• _Request 1_
Output, word for word, the part of the passage on the laminated film and fitment that starts at "PE4=ethylene-octene copolymer; melt" and ends at "VPsk914 by NOVA Chemicals)".
• _Request 2_
How would you summarize the passage on the laminated film and fitment in two sentences?

• _Selected text_

The sealant web was also made by a three layer coextrusion—with the thickness of the sealant web being 2.35 mils (and the layers having thickness values of 0.4; 1.5 and 0.45 mils, respectively). The laminated film was made by laminating the above two webs together using a conventional adhesive. The following types of polyethylene were used (in the amounts and places indicated above).

PE1=polymer homopolymer; melt index I₂=1 g/10 minutes; density=0.958 g/cc (sold as SCLAIR 19C by NOVA Chemicals);
PE2=ethylene-hexene copolymer; melt index I₂—0.8 g/10 minutes; density=0.954 g/cc (sold as NOVAPOL 534 by NOVA Chemicals);

PE3=nucleated blend of ethylene homopolymers; melt index I₂=1.2 g/10 minutes; density=0.967 g/cc (sold as SURPASS HPs 167 by NOVA Chemicals);

PE4=ethylene-octene copolymer; melt index=0.9 g/10 minutes; density=0.914 g/cc; Dilution Index, Yd, =3.4; (prepared in a dual reactor process, sold as SURPASS VPsk914 by NOVA Chemicals)

Fitment

The FIGURE illustrates the fitment that was used in these examples. The fitment may be described as being “canoe” shaped, to employ a term that is commonly used by those skilled in the art. The length of the fitment is 35 mm; the width of the fitment (at the widest part of the “canoe”) is 14.15 mm; the thickness is 9.2 mm and the circular hole in the fitment has a diameter of 9 mm.

• _Given data_
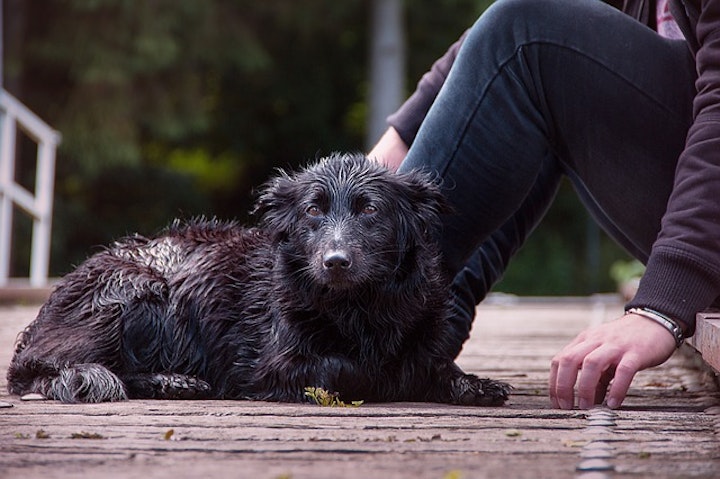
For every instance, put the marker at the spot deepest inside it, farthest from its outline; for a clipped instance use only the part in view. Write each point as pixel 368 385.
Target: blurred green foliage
pixel 180 107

• _Complete response 1_
PE4=ethylene-octene copolymer; melt index=0.9 g/10 minutes; density=0.914 g/cc; Dilution Index, Yd, =3.4; (prepared in a dual reactor process, sold as SURPASS VPsk914 by NOVA Chemicals)

• _Complete response 2_
The laminated film was made by joining two webs with a conventional adhesive, one of them a 2.35-mil, three-layer coextruded sealant web. Four types of polyethylene sold by NOVA Chemicals were used, and the canoe-shaped fitment is 35 mm long, 14.15 mm wide at its widest part and 9.2 mm thick, with a 9 mm circular hole.